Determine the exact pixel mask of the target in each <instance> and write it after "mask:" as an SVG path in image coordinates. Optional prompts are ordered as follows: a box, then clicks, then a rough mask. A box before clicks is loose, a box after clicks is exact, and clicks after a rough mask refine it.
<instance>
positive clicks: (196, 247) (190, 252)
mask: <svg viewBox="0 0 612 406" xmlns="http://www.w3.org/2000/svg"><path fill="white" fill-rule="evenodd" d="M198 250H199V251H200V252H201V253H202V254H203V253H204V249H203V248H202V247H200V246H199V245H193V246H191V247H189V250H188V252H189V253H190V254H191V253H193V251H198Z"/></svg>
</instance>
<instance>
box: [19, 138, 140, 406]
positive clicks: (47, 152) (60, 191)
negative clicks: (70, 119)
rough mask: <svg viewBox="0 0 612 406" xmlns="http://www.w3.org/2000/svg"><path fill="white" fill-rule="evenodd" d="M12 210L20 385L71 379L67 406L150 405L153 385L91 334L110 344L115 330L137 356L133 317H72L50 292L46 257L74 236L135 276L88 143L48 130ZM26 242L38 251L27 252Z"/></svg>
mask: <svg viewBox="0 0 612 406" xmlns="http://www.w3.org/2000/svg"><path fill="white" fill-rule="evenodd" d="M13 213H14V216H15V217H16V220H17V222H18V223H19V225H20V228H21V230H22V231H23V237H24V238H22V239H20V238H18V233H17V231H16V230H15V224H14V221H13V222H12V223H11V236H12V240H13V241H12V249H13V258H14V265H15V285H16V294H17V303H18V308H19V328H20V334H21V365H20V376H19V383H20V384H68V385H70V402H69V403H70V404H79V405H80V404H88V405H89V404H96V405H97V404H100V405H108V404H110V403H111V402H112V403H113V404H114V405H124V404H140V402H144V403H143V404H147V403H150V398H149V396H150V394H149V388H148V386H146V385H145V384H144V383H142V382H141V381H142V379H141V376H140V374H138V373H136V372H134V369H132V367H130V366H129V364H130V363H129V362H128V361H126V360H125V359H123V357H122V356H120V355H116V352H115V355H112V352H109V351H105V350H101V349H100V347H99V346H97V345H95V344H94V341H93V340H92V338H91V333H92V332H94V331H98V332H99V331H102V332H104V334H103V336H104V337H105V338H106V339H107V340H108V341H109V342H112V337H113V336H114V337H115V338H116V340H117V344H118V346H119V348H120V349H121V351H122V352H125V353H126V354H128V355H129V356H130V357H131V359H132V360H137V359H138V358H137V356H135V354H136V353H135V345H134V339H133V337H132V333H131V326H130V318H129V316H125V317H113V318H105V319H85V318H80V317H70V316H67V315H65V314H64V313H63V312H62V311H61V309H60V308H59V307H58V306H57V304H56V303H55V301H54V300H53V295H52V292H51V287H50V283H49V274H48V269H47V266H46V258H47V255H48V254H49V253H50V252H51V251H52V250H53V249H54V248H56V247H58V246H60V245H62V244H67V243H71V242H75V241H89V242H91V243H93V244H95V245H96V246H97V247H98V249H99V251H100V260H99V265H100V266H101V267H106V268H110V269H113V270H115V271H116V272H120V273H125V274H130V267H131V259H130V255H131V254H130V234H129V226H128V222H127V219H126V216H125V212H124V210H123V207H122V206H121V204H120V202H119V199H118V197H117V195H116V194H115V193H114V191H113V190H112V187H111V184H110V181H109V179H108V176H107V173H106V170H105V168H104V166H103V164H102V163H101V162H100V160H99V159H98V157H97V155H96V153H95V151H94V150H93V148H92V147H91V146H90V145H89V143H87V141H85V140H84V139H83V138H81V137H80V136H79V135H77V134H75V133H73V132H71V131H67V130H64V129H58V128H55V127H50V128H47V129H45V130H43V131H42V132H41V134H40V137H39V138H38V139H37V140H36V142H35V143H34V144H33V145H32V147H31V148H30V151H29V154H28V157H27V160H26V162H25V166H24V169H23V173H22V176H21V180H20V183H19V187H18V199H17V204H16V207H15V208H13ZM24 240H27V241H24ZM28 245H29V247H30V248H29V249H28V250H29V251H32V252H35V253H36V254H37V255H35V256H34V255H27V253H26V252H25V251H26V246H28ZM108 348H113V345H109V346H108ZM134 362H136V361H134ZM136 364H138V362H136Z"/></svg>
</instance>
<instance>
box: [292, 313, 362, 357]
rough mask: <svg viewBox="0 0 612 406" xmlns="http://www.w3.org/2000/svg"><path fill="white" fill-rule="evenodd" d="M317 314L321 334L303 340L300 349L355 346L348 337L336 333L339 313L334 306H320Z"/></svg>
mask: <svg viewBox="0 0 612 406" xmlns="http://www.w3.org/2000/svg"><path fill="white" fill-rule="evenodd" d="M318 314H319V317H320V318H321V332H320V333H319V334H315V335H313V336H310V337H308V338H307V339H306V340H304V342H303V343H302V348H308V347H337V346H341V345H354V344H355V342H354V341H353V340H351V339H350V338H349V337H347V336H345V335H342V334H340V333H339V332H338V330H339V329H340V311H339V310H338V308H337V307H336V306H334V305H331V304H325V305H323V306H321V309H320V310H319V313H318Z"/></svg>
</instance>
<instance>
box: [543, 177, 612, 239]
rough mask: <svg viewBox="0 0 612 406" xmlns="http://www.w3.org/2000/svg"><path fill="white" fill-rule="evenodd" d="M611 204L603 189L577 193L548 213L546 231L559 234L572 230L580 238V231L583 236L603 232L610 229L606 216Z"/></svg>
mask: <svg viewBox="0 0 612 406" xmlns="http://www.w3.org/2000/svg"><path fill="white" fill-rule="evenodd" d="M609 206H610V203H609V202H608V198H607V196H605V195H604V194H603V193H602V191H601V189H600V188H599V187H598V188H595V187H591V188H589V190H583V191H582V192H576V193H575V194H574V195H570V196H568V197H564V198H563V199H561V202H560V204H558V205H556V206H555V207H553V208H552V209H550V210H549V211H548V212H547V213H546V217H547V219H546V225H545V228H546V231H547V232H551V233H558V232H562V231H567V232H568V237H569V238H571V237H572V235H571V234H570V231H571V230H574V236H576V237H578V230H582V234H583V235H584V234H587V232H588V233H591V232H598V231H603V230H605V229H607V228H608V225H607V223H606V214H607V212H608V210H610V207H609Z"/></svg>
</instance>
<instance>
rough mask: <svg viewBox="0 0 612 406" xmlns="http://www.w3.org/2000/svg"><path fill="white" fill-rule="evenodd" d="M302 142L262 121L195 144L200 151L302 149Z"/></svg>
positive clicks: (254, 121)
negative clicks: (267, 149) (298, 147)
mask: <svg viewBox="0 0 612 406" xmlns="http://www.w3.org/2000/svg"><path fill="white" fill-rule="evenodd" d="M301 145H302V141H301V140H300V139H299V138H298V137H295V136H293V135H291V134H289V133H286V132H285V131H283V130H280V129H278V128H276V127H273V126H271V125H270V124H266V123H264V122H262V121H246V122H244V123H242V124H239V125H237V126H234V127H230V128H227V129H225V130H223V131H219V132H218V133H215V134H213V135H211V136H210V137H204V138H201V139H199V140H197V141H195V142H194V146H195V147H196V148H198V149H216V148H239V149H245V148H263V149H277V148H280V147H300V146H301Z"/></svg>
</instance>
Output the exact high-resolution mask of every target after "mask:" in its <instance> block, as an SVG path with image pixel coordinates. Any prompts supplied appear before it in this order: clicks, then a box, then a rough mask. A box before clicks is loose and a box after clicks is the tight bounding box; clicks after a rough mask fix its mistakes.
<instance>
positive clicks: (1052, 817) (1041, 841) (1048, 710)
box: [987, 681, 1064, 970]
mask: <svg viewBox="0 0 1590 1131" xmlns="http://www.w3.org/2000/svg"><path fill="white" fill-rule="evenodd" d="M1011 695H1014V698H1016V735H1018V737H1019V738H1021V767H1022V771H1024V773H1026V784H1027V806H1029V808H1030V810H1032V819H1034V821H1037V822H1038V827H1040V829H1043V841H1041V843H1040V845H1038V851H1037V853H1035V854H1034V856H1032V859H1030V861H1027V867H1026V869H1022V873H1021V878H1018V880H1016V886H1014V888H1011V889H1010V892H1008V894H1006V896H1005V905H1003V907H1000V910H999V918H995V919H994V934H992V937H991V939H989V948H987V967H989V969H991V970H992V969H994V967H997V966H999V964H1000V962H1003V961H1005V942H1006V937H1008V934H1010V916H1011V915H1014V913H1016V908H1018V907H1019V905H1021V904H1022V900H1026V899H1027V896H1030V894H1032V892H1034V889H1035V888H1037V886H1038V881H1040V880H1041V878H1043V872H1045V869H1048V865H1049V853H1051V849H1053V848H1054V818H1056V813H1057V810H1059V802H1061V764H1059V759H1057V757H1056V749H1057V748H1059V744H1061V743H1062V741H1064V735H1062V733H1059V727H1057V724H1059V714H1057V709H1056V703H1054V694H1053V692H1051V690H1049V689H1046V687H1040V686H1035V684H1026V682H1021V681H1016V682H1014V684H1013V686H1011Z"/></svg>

************

__WORK ORDER__: Reproduce, without any alteration, the lines running from the first line through the line that contains "positive clicks: (196, 247) (190, 252)", with both of these included.

__WRITTEN ANSWER__:
Determine the exact pixel mask of the target in each <instance> and write it after "mask:" as an SVG path in image coordinates. Optional prompts are ordered as follows: a box, then clicks, then a rough mask. A box before clicks is loose, a box after clicks is exact, and clicks after a rough mask refine it.
<instance>
positive clicks: (196, 247) (190, 252)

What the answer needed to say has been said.